▸ Activity
In the entries below, find the line with "Target: overcast sky" and the line with "Target: dirt road"; copy them and every line between them exactly, but not the pictures.

▸ Dataset entries
*** Begin section ***
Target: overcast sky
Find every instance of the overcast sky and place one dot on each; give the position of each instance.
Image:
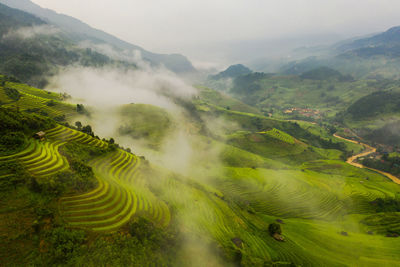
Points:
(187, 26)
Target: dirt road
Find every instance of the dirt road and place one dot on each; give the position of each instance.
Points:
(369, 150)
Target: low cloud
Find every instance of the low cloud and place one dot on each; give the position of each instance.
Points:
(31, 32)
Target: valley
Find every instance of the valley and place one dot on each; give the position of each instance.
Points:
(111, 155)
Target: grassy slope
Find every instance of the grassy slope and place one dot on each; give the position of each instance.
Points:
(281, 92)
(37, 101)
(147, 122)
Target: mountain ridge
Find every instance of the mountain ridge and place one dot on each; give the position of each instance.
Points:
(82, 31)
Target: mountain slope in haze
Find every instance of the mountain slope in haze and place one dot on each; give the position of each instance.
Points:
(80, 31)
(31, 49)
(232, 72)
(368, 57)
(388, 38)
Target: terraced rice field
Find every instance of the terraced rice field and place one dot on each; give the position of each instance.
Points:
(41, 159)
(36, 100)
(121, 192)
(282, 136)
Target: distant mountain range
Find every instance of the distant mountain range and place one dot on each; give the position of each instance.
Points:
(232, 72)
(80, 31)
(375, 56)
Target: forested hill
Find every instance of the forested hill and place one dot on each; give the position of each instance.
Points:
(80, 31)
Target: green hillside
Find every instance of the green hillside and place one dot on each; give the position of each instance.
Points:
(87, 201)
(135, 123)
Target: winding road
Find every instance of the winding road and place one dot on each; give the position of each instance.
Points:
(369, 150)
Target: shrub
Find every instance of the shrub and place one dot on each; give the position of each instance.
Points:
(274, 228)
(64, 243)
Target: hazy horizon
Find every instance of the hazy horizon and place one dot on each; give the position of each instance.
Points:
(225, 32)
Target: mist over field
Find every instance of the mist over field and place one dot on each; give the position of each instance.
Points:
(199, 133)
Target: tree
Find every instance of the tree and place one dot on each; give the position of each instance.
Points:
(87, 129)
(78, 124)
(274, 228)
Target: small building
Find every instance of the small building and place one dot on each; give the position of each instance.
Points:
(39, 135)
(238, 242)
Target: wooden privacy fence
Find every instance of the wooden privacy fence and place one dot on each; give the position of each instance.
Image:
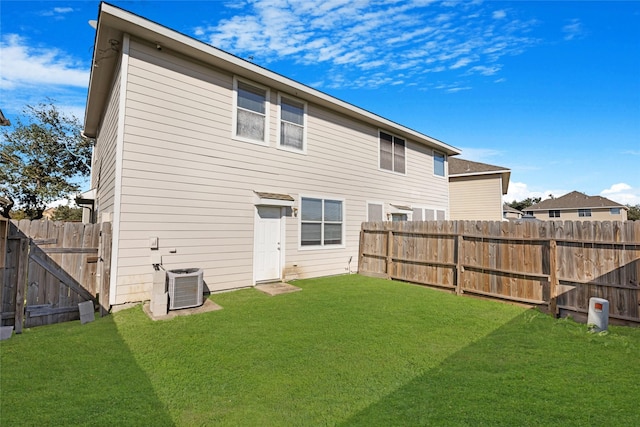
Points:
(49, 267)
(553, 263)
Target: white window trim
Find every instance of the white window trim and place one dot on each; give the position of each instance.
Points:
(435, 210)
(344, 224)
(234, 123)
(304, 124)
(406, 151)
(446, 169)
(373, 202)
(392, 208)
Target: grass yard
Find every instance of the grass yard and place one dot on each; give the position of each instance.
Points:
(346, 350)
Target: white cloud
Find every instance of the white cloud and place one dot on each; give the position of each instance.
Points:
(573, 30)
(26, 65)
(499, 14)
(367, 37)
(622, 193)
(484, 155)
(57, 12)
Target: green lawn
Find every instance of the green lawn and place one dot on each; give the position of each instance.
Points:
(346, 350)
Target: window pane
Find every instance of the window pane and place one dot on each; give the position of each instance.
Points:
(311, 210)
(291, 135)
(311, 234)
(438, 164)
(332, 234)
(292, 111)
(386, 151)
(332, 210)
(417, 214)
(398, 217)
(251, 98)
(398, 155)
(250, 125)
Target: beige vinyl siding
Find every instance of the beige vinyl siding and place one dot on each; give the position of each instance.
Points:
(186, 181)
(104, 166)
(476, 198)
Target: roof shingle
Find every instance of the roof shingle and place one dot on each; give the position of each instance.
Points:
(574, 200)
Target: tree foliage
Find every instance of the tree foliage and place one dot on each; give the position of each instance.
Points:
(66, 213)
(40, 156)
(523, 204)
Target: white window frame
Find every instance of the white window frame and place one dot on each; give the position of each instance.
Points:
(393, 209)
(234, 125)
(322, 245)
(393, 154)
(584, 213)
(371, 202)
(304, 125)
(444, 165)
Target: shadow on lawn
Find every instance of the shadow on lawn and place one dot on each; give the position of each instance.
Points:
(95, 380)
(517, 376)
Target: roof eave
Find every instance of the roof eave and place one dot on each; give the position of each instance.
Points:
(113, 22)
*** End section ***
*** Begin section ***
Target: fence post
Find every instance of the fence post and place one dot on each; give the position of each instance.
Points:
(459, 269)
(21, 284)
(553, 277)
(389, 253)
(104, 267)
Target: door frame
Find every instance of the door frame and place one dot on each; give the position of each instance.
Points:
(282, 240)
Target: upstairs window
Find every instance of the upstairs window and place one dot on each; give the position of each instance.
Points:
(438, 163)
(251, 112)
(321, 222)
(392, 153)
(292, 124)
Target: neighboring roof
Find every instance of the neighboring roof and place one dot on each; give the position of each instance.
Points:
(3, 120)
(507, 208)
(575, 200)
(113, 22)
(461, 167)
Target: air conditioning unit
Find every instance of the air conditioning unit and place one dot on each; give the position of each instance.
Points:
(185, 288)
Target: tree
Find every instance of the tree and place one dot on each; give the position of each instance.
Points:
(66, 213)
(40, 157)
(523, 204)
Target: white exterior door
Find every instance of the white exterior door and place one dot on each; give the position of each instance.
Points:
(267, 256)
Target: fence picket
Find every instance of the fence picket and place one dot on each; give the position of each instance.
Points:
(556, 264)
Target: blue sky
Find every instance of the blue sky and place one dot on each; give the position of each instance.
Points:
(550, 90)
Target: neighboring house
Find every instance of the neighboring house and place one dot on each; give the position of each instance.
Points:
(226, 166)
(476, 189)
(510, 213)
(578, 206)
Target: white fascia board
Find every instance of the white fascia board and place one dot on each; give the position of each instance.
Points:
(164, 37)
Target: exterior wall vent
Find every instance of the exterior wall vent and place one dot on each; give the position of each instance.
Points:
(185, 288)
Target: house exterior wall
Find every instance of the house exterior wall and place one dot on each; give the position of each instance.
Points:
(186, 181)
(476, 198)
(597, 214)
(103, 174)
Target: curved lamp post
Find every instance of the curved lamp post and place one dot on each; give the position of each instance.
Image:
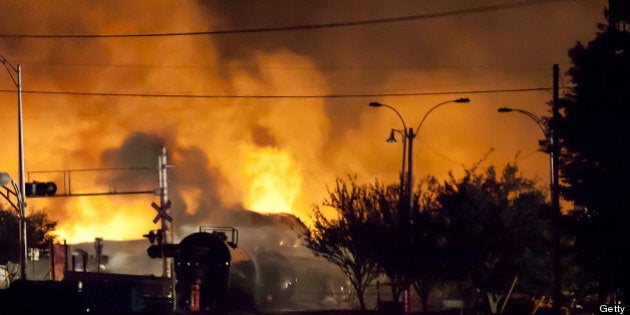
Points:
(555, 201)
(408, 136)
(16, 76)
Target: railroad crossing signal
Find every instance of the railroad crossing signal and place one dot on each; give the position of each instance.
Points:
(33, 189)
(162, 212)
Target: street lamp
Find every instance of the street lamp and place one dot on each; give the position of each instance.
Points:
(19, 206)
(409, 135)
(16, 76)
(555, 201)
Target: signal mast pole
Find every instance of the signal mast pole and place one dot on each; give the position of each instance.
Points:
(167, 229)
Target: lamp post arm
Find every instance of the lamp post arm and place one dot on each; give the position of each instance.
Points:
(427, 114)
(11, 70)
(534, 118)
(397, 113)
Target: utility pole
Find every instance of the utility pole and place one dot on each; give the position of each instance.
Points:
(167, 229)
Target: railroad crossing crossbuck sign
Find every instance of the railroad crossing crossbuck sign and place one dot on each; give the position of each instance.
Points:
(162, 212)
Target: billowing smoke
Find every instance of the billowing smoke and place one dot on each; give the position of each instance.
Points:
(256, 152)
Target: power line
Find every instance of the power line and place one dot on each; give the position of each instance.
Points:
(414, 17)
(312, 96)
*** End section ***
▸ Completed exercise
Target: overcast sky
Find every instance of the overcast sky and place one dot on each; give the position of each instance.
Image:
Points:
(187, 26)
Target: dirt road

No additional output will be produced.